**DATA TO USE**
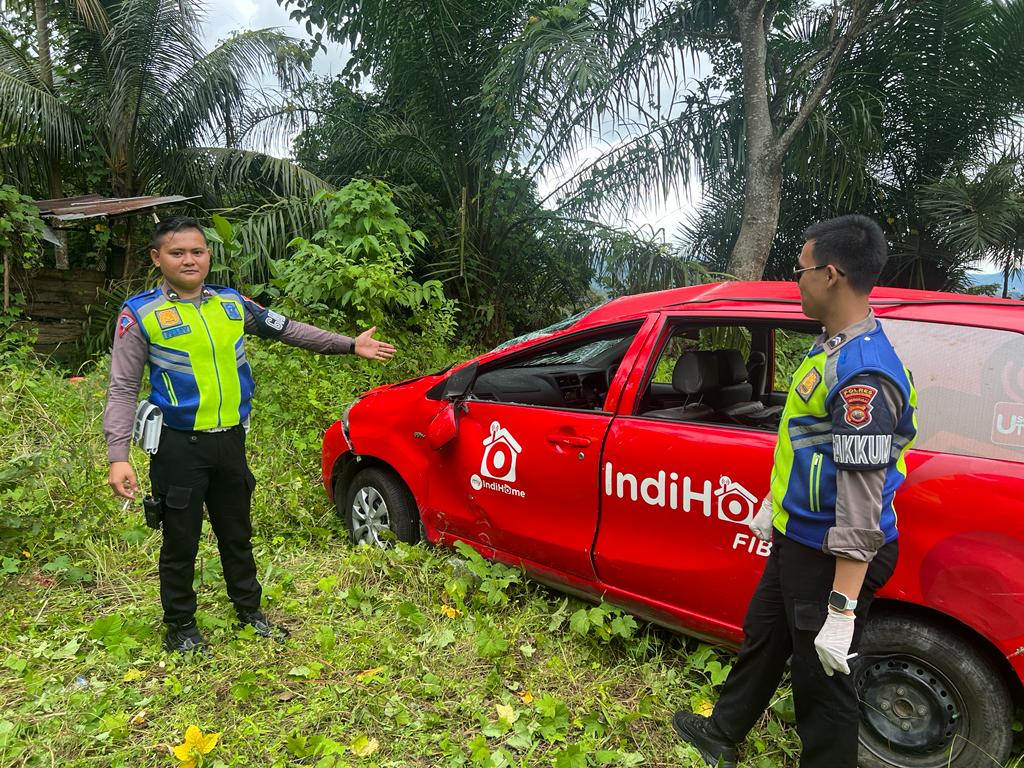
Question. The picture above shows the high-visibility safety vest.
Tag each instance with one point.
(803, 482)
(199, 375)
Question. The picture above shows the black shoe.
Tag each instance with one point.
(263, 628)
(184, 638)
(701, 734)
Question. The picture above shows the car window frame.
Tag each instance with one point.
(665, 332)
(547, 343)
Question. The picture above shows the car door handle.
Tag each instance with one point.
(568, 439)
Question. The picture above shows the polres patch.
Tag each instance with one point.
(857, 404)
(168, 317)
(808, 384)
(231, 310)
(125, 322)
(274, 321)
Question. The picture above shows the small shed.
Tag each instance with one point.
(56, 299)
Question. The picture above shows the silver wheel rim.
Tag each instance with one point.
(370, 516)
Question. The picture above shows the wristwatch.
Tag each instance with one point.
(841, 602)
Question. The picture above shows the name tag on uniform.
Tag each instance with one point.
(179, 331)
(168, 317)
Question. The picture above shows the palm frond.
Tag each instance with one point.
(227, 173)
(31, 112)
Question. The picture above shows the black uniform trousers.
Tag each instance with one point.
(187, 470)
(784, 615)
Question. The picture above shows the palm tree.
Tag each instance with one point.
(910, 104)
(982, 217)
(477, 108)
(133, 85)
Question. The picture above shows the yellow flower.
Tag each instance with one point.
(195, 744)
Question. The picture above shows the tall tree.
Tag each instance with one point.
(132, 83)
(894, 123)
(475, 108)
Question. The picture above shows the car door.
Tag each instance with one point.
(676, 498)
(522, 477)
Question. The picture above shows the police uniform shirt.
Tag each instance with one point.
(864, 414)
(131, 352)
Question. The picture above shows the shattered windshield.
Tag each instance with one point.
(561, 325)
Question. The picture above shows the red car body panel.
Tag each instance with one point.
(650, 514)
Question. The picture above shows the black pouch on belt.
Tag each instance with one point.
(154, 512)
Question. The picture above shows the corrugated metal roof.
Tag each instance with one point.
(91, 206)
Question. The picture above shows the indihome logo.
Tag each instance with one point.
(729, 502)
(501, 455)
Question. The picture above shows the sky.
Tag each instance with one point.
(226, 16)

---

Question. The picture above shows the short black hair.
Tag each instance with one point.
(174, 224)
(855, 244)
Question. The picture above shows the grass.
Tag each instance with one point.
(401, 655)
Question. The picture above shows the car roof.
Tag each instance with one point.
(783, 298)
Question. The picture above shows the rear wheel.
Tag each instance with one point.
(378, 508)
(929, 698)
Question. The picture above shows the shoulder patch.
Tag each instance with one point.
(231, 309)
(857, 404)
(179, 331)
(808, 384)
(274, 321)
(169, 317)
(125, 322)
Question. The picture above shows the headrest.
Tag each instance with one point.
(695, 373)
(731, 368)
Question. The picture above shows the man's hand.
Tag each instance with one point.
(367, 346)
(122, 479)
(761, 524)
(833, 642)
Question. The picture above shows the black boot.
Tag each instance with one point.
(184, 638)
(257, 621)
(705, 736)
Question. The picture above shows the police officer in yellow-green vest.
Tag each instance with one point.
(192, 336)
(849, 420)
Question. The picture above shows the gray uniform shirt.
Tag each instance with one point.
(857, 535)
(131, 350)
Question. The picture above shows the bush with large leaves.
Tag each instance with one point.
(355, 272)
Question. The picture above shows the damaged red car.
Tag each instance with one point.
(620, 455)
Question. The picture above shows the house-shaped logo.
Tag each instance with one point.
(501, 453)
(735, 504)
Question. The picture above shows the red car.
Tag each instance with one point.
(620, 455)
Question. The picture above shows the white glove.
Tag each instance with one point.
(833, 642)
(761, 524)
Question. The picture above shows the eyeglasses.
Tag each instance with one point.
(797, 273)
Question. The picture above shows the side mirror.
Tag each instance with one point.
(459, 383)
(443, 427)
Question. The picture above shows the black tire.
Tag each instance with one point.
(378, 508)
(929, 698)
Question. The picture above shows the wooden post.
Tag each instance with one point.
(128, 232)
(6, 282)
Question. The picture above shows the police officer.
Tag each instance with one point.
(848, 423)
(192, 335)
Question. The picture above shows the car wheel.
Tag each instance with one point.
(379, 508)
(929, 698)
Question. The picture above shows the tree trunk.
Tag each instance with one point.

**OBJECTIVE**
How many lines in the material above contain the word "patch"? Reply with the number alone.

**OUTPUT BELOW**
2